READING PASSAGE:
-- begin --
# Noosa River mouth



## Nic (Dec 11, 2005)

I mentioned the other day that some small queenfish were cruising the "new" Noosa river mouth. With the recent floods the bar has all but gone and the channel through is very deep. You can put your yak in around easily at a few points close by and then have a good paddle around the open water in the mouth itself. I caught this 63cm Trevally early this morning on a Rapala X-Rap. Apparently there have also been some very large flatties caught on the drift through the mouth using SP's. Well worth a go if you're near.


----------



## Red Herring (Dec 18, 2006)

Nic,

Have been hearing a few reports of late that the Noosa river mouth has been firing after the floods, and with the size of that trevally it I may well be worth a trip soon.

Cheers,
RH


----------



## Phoenix (Jan 12, 2006)

Great stuff - I am yet to score on my X-Rap though.


----------



## pcsolutionman (Apr 9, 2007)

great fish and they fight so hard. we get quite a few big eyes like that off the rocks at noosa. good stuff

Lee


----------



## Alby (Aug 21, 2006)

Excellent catch Nic.
-- end --
REQUIRED TASKS:
1. Summarize the Noosa River mouth thread in two sentences.
2. In the Noosa River mouth thread, which lure did Nic use to catch the 63cm trevally?

[Excerpts from a pointing dataset]
-- begin --
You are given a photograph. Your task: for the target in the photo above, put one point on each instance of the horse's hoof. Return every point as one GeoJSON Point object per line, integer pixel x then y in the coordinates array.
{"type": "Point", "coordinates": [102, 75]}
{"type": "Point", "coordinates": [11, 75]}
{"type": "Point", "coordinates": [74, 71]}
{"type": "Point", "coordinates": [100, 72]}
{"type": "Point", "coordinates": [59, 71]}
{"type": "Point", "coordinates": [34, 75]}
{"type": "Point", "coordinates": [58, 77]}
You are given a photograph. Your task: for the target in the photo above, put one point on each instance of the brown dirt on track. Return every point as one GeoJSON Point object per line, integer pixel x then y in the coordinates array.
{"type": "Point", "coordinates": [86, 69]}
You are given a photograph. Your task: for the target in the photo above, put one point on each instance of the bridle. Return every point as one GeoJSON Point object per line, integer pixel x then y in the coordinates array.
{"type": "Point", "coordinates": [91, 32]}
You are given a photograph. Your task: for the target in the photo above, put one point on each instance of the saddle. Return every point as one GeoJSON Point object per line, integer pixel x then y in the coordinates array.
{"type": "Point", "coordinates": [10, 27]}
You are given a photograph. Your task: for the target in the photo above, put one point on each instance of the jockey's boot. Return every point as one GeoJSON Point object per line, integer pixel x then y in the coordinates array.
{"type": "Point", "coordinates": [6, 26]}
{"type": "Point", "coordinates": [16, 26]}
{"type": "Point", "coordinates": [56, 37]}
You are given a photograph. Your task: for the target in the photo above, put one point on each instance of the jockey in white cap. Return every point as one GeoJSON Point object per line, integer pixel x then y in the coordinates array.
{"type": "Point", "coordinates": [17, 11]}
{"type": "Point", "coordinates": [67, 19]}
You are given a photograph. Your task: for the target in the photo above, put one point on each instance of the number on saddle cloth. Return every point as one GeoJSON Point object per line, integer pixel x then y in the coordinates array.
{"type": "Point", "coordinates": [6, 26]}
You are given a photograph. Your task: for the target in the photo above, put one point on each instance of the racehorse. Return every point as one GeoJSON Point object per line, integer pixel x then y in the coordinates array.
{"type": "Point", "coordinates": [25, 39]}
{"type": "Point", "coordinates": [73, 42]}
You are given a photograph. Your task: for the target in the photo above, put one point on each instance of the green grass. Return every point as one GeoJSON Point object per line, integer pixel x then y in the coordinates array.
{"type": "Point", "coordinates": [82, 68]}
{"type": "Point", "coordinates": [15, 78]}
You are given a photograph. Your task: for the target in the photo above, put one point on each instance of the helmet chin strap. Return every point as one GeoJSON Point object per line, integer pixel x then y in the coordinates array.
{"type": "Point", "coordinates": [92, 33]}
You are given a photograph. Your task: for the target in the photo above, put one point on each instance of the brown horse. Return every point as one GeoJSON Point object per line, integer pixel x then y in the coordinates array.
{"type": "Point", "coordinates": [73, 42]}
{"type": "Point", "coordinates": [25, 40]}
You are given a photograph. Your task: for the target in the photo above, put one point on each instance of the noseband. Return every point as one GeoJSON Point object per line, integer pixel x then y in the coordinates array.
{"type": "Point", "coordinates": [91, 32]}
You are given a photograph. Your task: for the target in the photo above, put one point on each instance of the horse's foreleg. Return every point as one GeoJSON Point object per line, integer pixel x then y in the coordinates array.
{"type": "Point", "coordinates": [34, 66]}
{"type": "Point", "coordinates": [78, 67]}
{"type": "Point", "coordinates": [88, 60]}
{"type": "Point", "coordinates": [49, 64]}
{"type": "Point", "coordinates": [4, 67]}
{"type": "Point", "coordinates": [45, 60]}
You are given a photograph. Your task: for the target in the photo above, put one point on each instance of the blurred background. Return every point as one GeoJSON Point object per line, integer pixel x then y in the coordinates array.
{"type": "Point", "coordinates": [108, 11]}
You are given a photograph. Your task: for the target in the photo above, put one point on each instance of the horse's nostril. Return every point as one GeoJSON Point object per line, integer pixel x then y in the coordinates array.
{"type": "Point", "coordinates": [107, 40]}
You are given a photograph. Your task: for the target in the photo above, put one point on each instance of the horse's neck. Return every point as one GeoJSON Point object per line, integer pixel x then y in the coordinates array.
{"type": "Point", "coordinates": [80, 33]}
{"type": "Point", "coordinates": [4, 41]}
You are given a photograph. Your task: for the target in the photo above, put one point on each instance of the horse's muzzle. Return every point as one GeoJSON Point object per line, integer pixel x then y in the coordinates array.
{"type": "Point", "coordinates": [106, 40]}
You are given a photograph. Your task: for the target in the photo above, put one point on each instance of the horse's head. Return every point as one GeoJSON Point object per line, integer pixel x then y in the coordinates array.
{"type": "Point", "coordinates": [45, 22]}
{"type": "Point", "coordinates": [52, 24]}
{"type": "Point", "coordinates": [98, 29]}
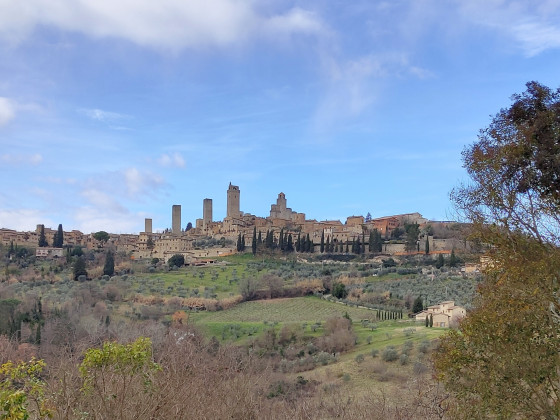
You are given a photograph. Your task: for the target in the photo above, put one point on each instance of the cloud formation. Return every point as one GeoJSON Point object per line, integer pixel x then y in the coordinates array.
{"type": "Point", "coordinates": [165, 24]}
{"type": "Point", "coordinates": [7, 112]}
{"type": "Point", "coordinates": [103, 116]}
{"type": "Point", "coordinates": [11, 159]}
{"type": "Point", "coordinates": [174, 160]}
{"type": "Point", "coordinates": [535, 27]}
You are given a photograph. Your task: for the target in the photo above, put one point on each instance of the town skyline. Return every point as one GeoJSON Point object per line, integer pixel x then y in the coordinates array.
{"type": "Point", "coordinates": [109, 115]}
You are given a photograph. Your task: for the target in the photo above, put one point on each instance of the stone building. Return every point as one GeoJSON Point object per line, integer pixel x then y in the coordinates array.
{"type": "Point", "coordinates": [233, 194]}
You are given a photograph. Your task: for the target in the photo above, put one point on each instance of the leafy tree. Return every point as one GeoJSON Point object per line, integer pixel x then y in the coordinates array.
{"type": "Point", "coordinates": [412, 231]}
{"type": "Point", "coordinates": [58, 240]}
{"type": "Point", "coordinates": [397, 233]}
{"type": "Point", "coordinates": [22, 391]}
{"type": "Point", "coordinates": [453, 261]}
{"type": "Point", "coordinates": [176, 260]}
{"type": "Point", "coordinates": [418, 305]}
{"type": "Point", "coordinates": [42, 239]}
{"type": "Point", "coordinates": [79, 267]}
{"type": "Point", "coordinates": [512, 202]}
{"type": "Point", "coordinates": [238, 245]}
{"type": "Point", "coordinates": [109, 267]}
{"type": "Point", "coordinates": [77, 251]}
{"type": "Point", "coordinates": [115, 375]}
{"type": "Point", "coordinates": [101, 236]}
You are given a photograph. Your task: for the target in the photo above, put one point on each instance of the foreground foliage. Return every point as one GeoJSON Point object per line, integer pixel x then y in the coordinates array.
{"type": "Point", "coordinates": [504, 361]}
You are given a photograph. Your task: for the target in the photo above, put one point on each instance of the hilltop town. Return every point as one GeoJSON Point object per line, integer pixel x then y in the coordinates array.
{"type": "Point", "coordinates": [209, 238]}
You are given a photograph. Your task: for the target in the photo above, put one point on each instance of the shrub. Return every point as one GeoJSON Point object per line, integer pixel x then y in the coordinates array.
{"type": "Point", "coordinates": [176, 260]}
{"type": "Point", "coordinates": [389, 354]}
{"type": "Point", "coordinates": [339, 291]}
{"type": "Point", "coordinates": [424, 346]}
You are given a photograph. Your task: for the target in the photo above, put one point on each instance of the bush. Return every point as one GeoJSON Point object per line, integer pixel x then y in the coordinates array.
{"type": "Point", "coordinates": [339, 291]}
{"type": "Point", "coordinates": [424, 346]}
{"type": "Point", "coordinates": [403, 359]}
{"type": "Point", "coordinates": [176, 260]}
{"type": "Point", "coordinates": [389, 354]}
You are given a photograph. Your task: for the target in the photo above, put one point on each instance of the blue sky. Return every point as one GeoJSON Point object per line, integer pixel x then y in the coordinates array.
{"type": "Point", "coordinates": [114, 110]}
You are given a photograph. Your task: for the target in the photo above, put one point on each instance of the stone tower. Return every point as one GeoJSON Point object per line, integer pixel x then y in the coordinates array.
{"type": "Point", "coordinates": [148, 225]}
{"type": "Point", "coordinates": [176, 219]}
{"type": "Point", "coordinates": [206, 212]}
{"type": "Point", "coordinates": [233, 201]}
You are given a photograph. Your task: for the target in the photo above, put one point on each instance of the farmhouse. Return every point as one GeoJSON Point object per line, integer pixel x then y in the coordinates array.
{"type": "Point", "coordinates": [444, 314]}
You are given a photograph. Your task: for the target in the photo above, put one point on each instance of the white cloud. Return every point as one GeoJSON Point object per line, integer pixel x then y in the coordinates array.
{"type": "Point", "coordinates": [535, 27]}
{"type": "Point", "coordinates": [104, 201]}
{"type": "Point", "coordinates": [10, 159]}
{"type": "Point", "coordinates": [103, 116]}
{"type": "Point", "coordinates": [139, 183]}
{"type": "Point", "coordinates": [353, 85]}
{"type": "Point", "coordinates": [93, 219]}
{"type": "Point", "coordinates": [7, 111]}
{"type": "Point", "coordinates": [165, 24]}
{"type": "Point", "coordinates": [171, 160]}
{"type": "Point", "coordinates": [23, 219]}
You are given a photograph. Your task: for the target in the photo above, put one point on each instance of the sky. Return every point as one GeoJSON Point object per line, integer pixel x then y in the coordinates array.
{"type": "Point", "coordinates": [112, 111]}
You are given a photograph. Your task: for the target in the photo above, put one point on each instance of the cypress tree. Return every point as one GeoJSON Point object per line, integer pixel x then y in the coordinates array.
{"type": "Point", "coordinates": [79, 268]}
{"type": "Point", "coordinates": [439, 262]}
{"type": "Point", "coordinates": [38, 334]}
{"type": "Point", "coordinates": [42, 239]}
{"type": "Point", "coordinates": [59, 241]}
{"type": "Point", "coordinates": [290, 246]}
{"type": "Point", "coordinates": [109, 267]}
{"type": "Point", "coordinates": [254, 243]}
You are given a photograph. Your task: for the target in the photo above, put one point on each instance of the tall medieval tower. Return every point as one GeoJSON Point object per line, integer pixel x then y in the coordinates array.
{"type": "Point", "coordinates": [206, 212]}
{"type": "Point", "coordinates": [176, 219]}
{"type": "Point", "coordinates": [233, 202]}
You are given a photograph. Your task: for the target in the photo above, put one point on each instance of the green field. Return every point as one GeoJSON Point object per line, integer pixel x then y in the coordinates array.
{"type": "Point", "coordinates": [303, 309]}
{"type": "Point", "coordinates": [251, 318]}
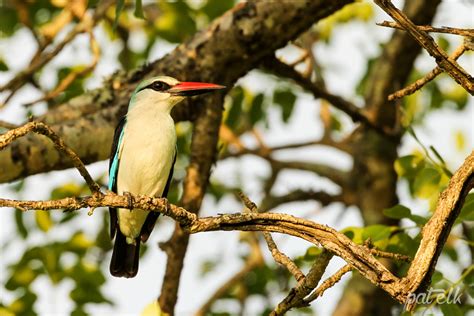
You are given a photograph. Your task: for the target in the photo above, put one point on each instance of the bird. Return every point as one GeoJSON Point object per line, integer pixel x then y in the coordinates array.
{"type": "Point", "coordinates": [142, 160]}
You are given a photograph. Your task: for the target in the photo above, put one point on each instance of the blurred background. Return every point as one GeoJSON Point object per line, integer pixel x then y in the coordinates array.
{"type": "Point", "coordinates": [55, 263]}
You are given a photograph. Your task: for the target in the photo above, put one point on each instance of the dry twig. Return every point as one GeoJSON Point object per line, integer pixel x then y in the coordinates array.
{"type": "Point", "coordinates": [43, 129]}
{"type": "Point", "coordinates": [279, 256]}
{"type": "Point", "coordinates": [434, 233]}
{"type": "Point", "coordinates": [427, 42]}
{"type": "Point", "coordinates": [418, 84]}
{"type": "Point", "coordinates": [429, 28]}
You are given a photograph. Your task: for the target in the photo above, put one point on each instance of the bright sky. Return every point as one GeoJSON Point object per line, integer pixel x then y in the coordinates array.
{"type": "Point", "coordinates": [342, 72]}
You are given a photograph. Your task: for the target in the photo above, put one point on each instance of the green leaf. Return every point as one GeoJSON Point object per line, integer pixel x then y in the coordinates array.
{"type": "Point", "coordinates": [175, 22]}
{"type": "Point", "coordinates": [402, 243]}
{"type": "Point", "coordinates": [417, 219]}
{"type": "Point", "coordinates": [427, 183]}
{"type": "Point", "coordinates": [139, 9]}
{"type": "Point", "coordinates": [460, 140]}
{"type": "Point", "coordinates": [451, 310]}
{"type": "Point", "coordinates": [409, 166]}
{"type": "Point", "coordinates": [354, 233]}
{"type": "Point", "coordinates": [235, 110]}
{"type": "Point", "coordinates": [43, 220]}
{"type": "Point", "coordinates": [256, 109]}
{"type": "Point", "coordinates": [286, 99]}
{"type": "Point", "coordinates": [215, 8]}
{"type": "Point", "coordinates": [3, 65]}
{"type": "Point", "coordinates": [9, 20]}
{"type": "Point", "coordinates": [376, 232]}
{"type": "Point", "coordinates": [397, 212]}
{"type": "Point", "coordinates": [437, 277]}
{"type": "Point", "coordinates": [70, 189]}
{"type": "Point", "coordinates": [311, 253]}
{"type": "Point", "coordinates": [20, 225]}
{"type": "Point", "coordinates": [118, 10]}
{"type": "Point", "coordinates": [467, 211]}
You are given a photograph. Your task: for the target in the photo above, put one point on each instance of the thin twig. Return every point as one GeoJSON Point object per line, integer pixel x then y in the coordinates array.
{"type": "Point", "coordinates": [43, 129]}
{"type": "Point", "coordinates": [426, 41]}
{"type": "Point", "coordinates": [72, 76]}
{"type": "Point", "coordinates": [254, 260]}
{"type": "Point", "coordinates": [429, 28]}
{"type": "Point", "coordinates": [418, 84]}
{"type": "Point", "coordinates": [279, 256]}
{"type": "Point", "coordinates": [39, 61]}
{"type": "Point", "coordinates": [329, 282]}
{"type": "Point", "coordinates": [355, 113]}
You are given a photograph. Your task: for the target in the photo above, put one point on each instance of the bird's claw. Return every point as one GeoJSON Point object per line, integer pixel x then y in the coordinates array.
{"type": "Point", "coordinates": [130, 199]}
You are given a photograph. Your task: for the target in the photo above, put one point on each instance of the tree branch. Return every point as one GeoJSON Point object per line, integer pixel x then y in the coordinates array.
{"type": "Point", "coordinates": [418, 84]}
{"type": "Point", "coordinates": [433, 237]}
{"type": "Point", "coordinates": [436, 231]}
{"type": "Point", "coordinates": [429, 28]}
{"type": "Point", "coordinates": [426, 41]}
{"type": "Point", "coordinates": [284, 70]}
{"type": "Point", "coordinates": [225, 51]}
{"type": "Point", "coordinates": [42, 129]}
-- end --
FULL SOLUTIONS:
1. Nic reports that recent floods have all but removed the bar at the Noosa River mouth, leaving a very deep channel, and that he caught a 63cm trevally there on a Rapala X-Rap. Other posters praise the catch, with one mentioning reports that the mouth has been firing after the floods and another saying they get quite a few big eyes like that off the rocks at Noosa.

2. A Rapala X-Rap.